-- Start --
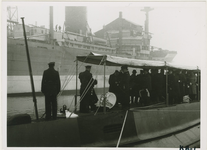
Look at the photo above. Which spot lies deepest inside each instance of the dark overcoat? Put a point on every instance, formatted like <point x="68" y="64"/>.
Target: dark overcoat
<point x="50" y="82"/>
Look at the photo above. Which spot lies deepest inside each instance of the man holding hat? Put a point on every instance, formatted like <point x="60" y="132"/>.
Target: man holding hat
<point x="88" y="96"/>
<point x="50" y="88"/>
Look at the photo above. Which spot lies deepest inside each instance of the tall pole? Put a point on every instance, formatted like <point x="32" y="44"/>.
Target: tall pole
<point x="51" y="26"/>
<point x="104" y="86"/>
<point x="120" y="31"/>
<point x="147" y="10"/>
<point x="167" y="98"/>
<point x="76" y="90"/>
<point x="30" y="70"/>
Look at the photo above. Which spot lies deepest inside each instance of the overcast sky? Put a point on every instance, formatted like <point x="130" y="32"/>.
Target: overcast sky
<point x="178" y="26"/>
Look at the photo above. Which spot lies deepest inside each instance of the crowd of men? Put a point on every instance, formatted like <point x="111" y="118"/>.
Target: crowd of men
<point x="149" y="86"/>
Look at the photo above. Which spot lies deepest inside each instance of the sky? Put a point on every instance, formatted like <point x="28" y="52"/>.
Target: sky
<point x="176" y="26"/>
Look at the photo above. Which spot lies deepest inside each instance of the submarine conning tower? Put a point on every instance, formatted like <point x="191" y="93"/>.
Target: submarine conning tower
<point x="76" y="19"/>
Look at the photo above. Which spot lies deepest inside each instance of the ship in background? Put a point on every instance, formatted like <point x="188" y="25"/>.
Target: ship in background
<point x="62" y="44"/>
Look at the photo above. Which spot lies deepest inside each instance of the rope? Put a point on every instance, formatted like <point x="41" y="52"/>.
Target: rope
<point x="122" y="129"/>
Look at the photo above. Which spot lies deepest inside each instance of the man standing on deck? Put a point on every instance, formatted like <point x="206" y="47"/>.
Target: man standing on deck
<point x="50" y="88"/>
<point x="88" y="96"/>
<point x="124" y="78"/>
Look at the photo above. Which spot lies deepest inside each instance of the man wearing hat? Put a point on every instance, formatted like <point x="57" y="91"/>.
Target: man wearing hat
<point x="88" y="96"/>
<point x="124" y="78"/>
<point x="132" y="84"/>
<point x="50" y="88"/>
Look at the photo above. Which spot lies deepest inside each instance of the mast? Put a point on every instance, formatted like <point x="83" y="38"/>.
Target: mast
<point x="30" y="70"/>
<point x="147" y="10"/>
<point x="51" y="37"/>
<point x="120" y="31"/>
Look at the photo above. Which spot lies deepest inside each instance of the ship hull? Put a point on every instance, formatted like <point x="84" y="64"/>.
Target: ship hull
<point x="103" y="130"/>
<point x="41" y="53"/>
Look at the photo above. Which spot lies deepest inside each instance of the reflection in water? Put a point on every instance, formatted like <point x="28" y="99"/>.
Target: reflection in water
<point x="22" y="105"/>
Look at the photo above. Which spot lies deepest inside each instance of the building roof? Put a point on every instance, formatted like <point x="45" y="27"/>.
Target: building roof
<point x="114" y="25"/>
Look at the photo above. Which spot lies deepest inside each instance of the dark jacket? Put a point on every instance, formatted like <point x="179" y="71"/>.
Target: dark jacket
<point x="86" y="81"/>
<point x="50" y="82"/>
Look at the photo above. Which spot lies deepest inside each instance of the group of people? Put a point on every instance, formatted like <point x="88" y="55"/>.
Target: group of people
<point x="149" y="86"/>
<point x="143" y="89"/>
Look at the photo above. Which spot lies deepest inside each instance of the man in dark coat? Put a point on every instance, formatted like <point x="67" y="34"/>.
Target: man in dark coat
<point x="114" y="83"/>
<point x="124" y="78"/>
<point x="50" y="88"/>
<point x="132" y="84"/>
<point x="156" y="80"/>
<point x="88" y="96"/>
<point x="145" y="88"/>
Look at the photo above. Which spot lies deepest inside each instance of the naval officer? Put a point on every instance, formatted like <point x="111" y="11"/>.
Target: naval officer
<point x="50" y="88"/>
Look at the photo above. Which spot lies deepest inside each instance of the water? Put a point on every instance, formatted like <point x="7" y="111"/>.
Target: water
<point x="22" y="105"/>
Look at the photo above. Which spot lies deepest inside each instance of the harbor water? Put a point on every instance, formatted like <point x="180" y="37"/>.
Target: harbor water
<point x="22" y="105"/>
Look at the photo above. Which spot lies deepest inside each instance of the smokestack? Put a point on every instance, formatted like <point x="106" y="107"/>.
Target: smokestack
-- End --
■ Do this ■
Output every line of the listing above as a JSON list of strings, one string per line. Skip blank lines and leave out the pictures.

■ Expected output ■
[
  "Look at the photo above. Which spot lies deepest inside each instance of the dark overcoat? Put a point on every instance, formatted like <point x=\"68\" y=\"64\"/>.",
  "Target: dark overcoat",
  "<point x=\"50\" y=\"82\"/>",
  "Look at the photo above. Which spot lies deepest inside each instance of the man holding hat? Put a point on every instance, formatted like <point x=\"60\" y=\"132\"/>.",
  "Target: man holding hat",
  "<point x=\"88\" y=\"96\"/>",
  "<point x=\"50\" y=\"88\"/>",
  "Look at the photo above. Which spot lies deepest inside each instance of the tall pole? Put a point on every instance, formatted like <point x=\"32\" y=\"44\"/>.",
  "Target: tall pole",
  "<point x=\"51\" y=\"26\"/>",
  "<point x=\"104\" y=\"86\"/>",
  "<point x=\"120\" y=\"31\"/>",
  "<point x=\"147\" y=\"10\"/>",
  "<point x=\"167\" y=\"98\"/>",
  "<point x=\"76\" y=\"90\"/>",
  "<point x=\"30\" y=\"70\"/>",
  "Look at the photo above. Which spot lies deepest inside each instance of the overcast sky? Put a point on every instance, formatted like <point x=\"130\" y=\"32\"/>.",
  "Target: overcast sky",
  "<point x=\"178\" y=\"26\"/>",
  "Look at the photo above. Which spot lies deepest inside each instance of the crowd of men? Put a point on every instance, formatted like <point x=\"111\" y=\"118\"/>.",
  "Target: crowd of men",
  "<point x=\"149\" y=\"86\"/>",
  "Look at the photo above. Which spot lies deepest inside each instance of the sky? Put a point on every instance, formatted like <point x=\"28\" y=\"52\"/>.",
  "Target: sky",
  "<point x=\"176\" y=\"26\"/>",
  "Look at the photo above. Which spot lies deepest inside each instance of the submarine conning tower? Put a point on every instance, formatted like <point x=\"191\" y=\"93\"/>.",
  "Target: submarine conning tower",
  "<point x=\"76\" y=\"19\"/>",
  "Look at the photo above. Which spot lies deepest inside each instance of the ship in background? Put a point on every instance, formatted like <point x=\"188\" y=\"25\"/>.",
  "Target: ship in background",
  "<point x=\"62\" y=\"44\"/>",
  "Look at the photo above. Which spot lies deepest inside each instance of the rope? Put a point on every instance, formatted like <point x=\"41\" y=\"52\"/>.",
  "Target: rope",
  "<point x=\"122\" y=\"129\"/>",
  "Look at the photo above. Which spot lies deepest inside each instance of the man standing on deck? Put a point on every instance, formatted like <point x=\"206\" y=\"47\"/>.",
  "Target: man standing on deck",
  "<point x=\"50\" y=\"88\"/>",
  "<point x=\"88\" y=\"96\"/>",
  "<point x=\"124\" y=\"78\"/>",
  "Look at the photo above. Which spot lies deepest inside each instance of the man wearing hat? Put a point on every instance, formatted like <point x=\"57\" y=\"91\"/>.",
  "Target: man wearing hat",
  "<point x=\"88\" y=\"96\"/>",
  "<point x=\"124\" y=\"78\"/>",
  "<point x=\"132\" y=\"84\"/>",
  "<point x=\"50\" y=\"88\"/>",
  "Look at the photo above. Which spot lies deepest inside each instance of the mast? Put a point on every instance, formatted like <point x=\"83\" y=\"38\"/>.",
  "Target: mast",
  "<point x=\"30\" y=\"70\"/>",
  "<point x=\"147\" y=\"10\"/>",
  "<point x=\"51\" y=\"37\"/>",
  "<point x=\"120\" y=\"31\"/>",
  "Look at the photo above. Which spot lies deepest inside each instance of the ship hull? Put a point on every instance, formatted like <point x=\"84\" y=\"64\"/>.",
  "Target: ship hull",
  "<point x=\"103\" y=\"130\"/>",
  "<point x=\"41\" y=\"53\"/>",
  "Look at the photo above. Which spot lies deepest inside each instance of the reflection in water? Put a point on every instance, formatted like <point x=\"28\" y=\"99\"/>.",
  "Target: reflection in water",
  "<point x=\"22\" y=\"105\"/>",
  "Look at the photo above. Which spot lies deepest inside each instance of the building roof? Put a point on every instance, formatted like <point x=\"45\" y=\"27\"/>.",
  "Target: building roof",
  "<point x=\"114\" y=\"25\"/>",
  "Look at the photo above. Which spot lies deepest inside each instance of the dark jacket? Put a point on every instance, formatted like <point x=\"179\" y=\"71\"/>.",
  "Target: dark jacket",
  "<point x=\"86\" y=\"81\"/>",
  "<point x=\"50\" y=\"82\"/>",
  "Look at the photo above. Which spot lies deepest inside each instance of the group of people? Put a point on every instance, formatted like <point x=\"88\" y=\"55\"/>.",
  "Target: group of people",
  "<point x=\"149\" y=\"86\"/>",
  "<point x=\"143\" y=\"89\"/>",
  "Look at the photo above. Which spot lies deepest inside each instance of the man in dark coat? Put a point on every instance, formatted like <point x=\"67\" y=\"34\"/>.",
  "Target: man in dark coat",
  "<point x=\"114\" y=\"83\"/>",
  "<point x=\"124\" y=\"78\"/>",
  "<point x=\"50\" y=\"88\"/>",
  "<point x=\"132\" y=\"84\"/>",
  "<point x=\"156\" y=\"80\"/>",
  "<point x=\"88\" y=\"96\"/>",
  "<point x=\"145\" y=\"88\"/>",
  "Look at the photo above. Which spot lies deepest inside each instance of the naval officer? Put a point on every instance, formatted like <point x=\"111\" y=\"11\"/>.",
  "Target: naval officer",
  "<point x=\"50\" y=\"88\"/>",
  "Look at the photo above. Which spot lies deepest inside each instance of the water? Put a point on every instance, formatted like <point x=\"7\" y=\"111\"/>.",
  "Target: water",
  "<point x=\"22\" y=\"105\"/>",
  "Look at the photo above. Which spot lies deepest inside each instance of the harbor water? Put a point on every instance, formatted like <point x=\"180\" y=\"37\"/>.",
  "Target: harbor water",
  "<point x=\"22\" y=\"105\"/>",
  "Look at the photo above. Which spot lies deepest inside each instance of the smokestack? Put a point on every instance, formatted like <point x=\"106\" y=\"107\"/>.",
  "Target: smokestack"
]